### SOURCE PASSAGE

________________________

P. KEVIN CASTEL, District Judge.
Plaintiffs Scarola Malone & Zubatov LLP ("SMZ"), proceeding
Defendants now move separately to dismiss the claims asserted against them pursuant to Rule 12(b)(6), Fed. R. Civ. P. (Docket # 30, 34.) McCarthy also requests an award of costs and fees under 15 U.S.C. § 1692k(a)(3). For the reasons explained below, McCarthy's motion to dismiss is granted on the FDCPA claim, the Court denies McCarthy's request for fees and costs, and the Court declines to exercise supplemental jurisdiction over plaintiffs' remaining state law claims.
The following facts are taken from the Further Amended Complaint. (Docket # 29.) SMZ is a New York Limited Liability Partnership and a law firm. (F. Am. Compl't at 1.) Plaintiff Scarola is a member of SMZ. (
After SMZ cancelled services with Verizon, plaintiff Scarola nevertheless continued to receive "numerous monthly invoices in increasing amounts and other communications demanding payments" from Verizon. (F. Am. Compl't ¶ 9.) The invoices and requests for payment referenced Account No. 6892005406 (the "Verizon Account"), an account which SMZ maintained with Verizon for the telecommunications services Verizon had provided to SMZ for their offices prior to May 2012; however, these demands for payment were addressed to and in the name of Scarola personally. (F. Am. Compl't ¶¶ 1, 9.) Plaintiffs attempted to contact Verizon numerous times by telephone and in writing regarding the demands for payment, but Verizon did not respond to plaintiffs' inquiries. (F. Am. Compl't, ¶¶ 10-12.)

________________________

### OBJECTIVE
Return the stretch of the court opinion from "Plaintiffs Scarola Malone" up to and including "state law claims.", copied word for word. The records that come next have no connection to the court opinion.

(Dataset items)
________________________

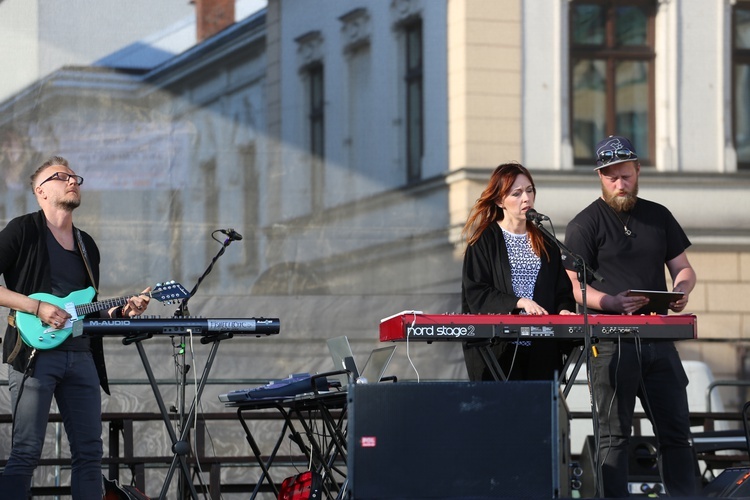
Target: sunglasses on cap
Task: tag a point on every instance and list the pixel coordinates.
(606, 157)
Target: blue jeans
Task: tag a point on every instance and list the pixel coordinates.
(653, 373)
(72, 379)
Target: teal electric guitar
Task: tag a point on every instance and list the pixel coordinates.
(78, 304)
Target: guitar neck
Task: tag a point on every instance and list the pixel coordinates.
(93, 307)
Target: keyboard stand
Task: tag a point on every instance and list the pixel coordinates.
(319, 452)
(574, 358)
(180, 445)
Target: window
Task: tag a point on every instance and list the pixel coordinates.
(414, 100)
(612, 74)
(741, 77)
(316, 117)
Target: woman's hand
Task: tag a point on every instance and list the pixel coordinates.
(530, 307)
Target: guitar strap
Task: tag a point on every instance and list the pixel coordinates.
(85, 256)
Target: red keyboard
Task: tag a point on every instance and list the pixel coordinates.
(451, 327)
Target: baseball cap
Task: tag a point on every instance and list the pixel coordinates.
(613, 150)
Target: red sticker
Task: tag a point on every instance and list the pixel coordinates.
(368, 441)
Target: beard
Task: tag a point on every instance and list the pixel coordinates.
(69, 204)
(621, 203)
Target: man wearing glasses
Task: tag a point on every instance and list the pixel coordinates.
(629, 240)
(45, 252)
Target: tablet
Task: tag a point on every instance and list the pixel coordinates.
(658, 301)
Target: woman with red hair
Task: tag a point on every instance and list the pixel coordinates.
(510, 267)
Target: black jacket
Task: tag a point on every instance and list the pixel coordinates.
(25, 265)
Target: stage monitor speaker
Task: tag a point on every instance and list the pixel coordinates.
(458, 440)
(643, 467)
(733, 482)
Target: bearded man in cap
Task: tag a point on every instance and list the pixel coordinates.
(629, 241)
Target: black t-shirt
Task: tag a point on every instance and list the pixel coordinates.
(637, 261)
(68, 274)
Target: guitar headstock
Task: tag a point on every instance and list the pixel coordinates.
(170, 292)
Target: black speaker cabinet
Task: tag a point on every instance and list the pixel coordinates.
(458, 440)
(643, 467)
(733, 482)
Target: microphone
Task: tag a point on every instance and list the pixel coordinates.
(231, 234)
(535, 216)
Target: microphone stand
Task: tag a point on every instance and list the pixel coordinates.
(586, 275)
(182, 311)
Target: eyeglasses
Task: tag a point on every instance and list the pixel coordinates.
(63, 176)
(620, 154)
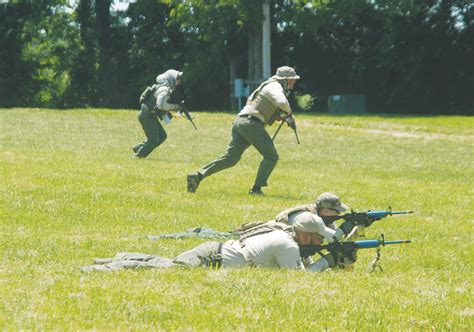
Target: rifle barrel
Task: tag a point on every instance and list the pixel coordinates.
(402, 212)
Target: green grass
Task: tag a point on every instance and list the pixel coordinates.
(70, 191)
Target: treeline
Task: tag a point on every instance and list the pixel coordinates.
(407, 56)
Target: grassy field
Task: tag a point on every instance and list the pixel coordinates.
(71, 191)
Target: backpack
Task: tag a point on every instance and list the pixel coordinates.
(147, 93)
(250, 229)
(282, 217)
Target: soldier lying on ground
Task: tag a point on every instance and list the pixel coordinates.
(276, 246)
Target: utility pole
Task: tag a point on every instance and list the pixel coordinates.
(266, 40)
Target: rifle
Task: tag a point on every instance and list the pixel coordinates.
(347, 248)
(291, 123)
(184, 110)
(364, 219)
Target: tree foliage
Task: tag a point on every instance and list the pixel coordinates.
(407, 56)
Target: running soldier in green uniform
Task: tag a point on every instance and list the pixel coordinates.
(263, 108)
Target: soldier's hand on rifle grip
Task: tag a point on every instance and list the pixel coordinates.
(347, 227)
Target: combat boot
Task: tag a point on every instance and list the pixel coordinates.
(193, 182)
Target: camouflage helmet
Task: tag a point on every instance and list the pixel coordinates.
(286, 72)
(330, 201)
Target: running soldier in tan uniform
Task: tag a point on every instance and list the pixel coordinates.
(263, 108)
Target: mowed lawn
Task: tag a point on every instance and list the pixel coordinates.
(71, 191)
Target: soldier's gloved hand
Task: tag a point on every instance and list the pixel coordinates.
(291, 122)
(341, 259)
(347, 227)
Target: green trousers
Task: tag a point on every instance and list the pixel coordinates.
(154, 131)
(246, 131)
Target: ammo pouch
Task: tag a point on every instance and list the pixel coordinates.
(274, 117)
(147, 93)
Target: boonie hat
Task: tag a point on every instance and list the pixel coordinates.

________________________

### WRITTEN ANSWER
Plaintiffs Scarola Malone & Zubatov LLP ("SMZ"), proceeding
Defendants now move separately to dismiss the claims asserted against them pursuant to Rule 12(b)(6), Fed. R. Civ. P. (Docket # 30, 34.) McCarthy also requests an award of costs and fees under 15 U.S.C. § 1692k(a)(3). For the reasons explained below, McCarthy's motion to dismiss is granted on the FDCPA claim, the Court denies McCarthy's request for fees and costs, and the Court declines to exercise supplemental jurisdiction over plaintiffs' remaining state law claims.